Your objective.
Images aside, the whole listing should be written out word for word.

Information shown.
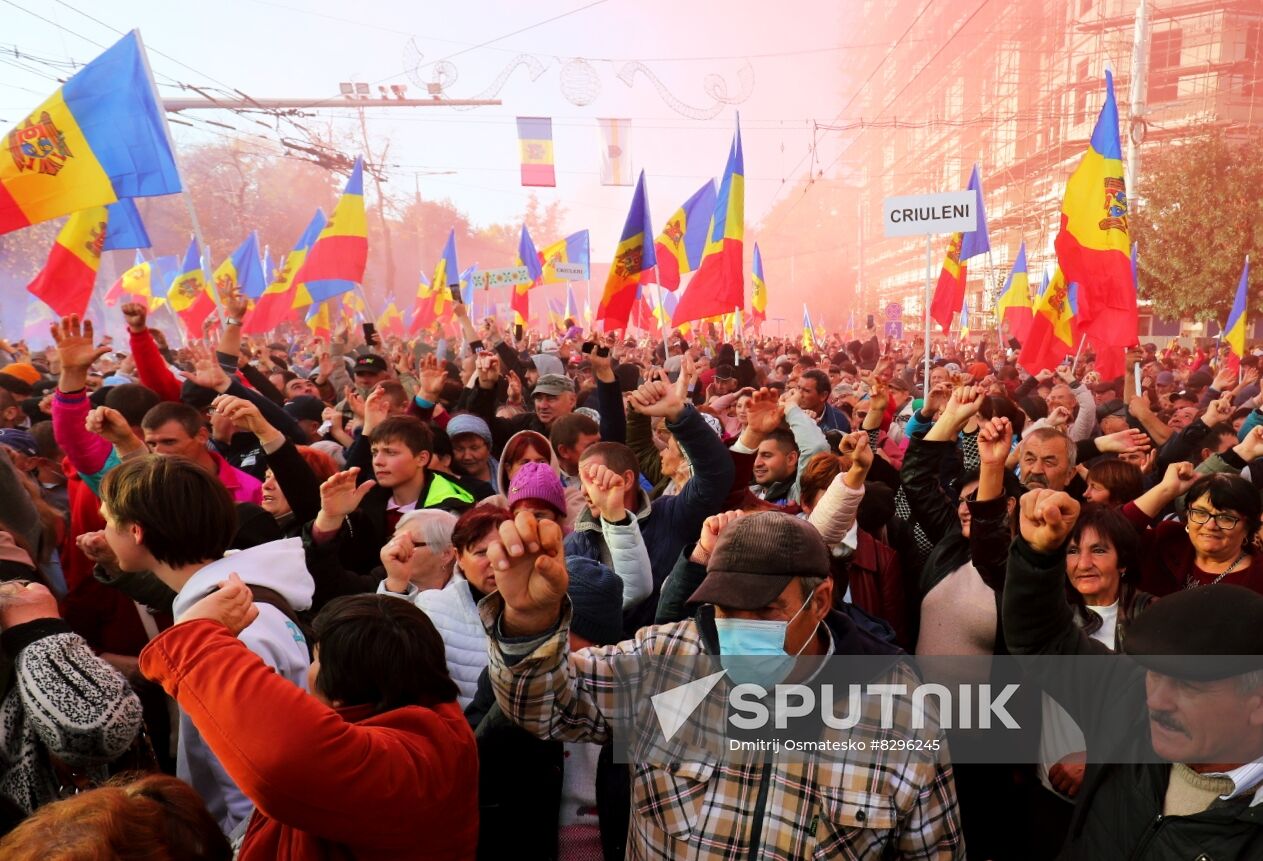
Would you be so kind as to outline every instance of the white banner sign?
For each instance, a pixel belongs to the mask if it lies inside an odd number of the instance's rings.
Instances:
[[[582,263],[554,263],[552,270],[563,281],[582,281],[588,277],[588,267]]]
[[[978,226],[978,193],[973,190],[912,194],[882,201],[887,236],[969,233]]]
[[[505,287],[510,284],[526,284],[531,280],[525,266],[509,266],[505,269],[479,269],[473,275],[474,286],[481,290]]]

Answer area.
Would you be so kind as to outline every instance of the white banner sign?
For each instance, a pixel belongs to the mask if it lies inside an odd number of the instance's rings.
Instances:
[[[582,263],[554,263],[552,270],[563,281],[582,281],[588,277],[588,267]]]
[[[978,226],[978,193],[973,190],[912,194],[882,201],[887,236],[969,233]]]
[[[505,287],[510,284],[526,284],[531,280],[525,266],[509,266],[505,269],[479,269],[473,275],[474,286],[481,290]]]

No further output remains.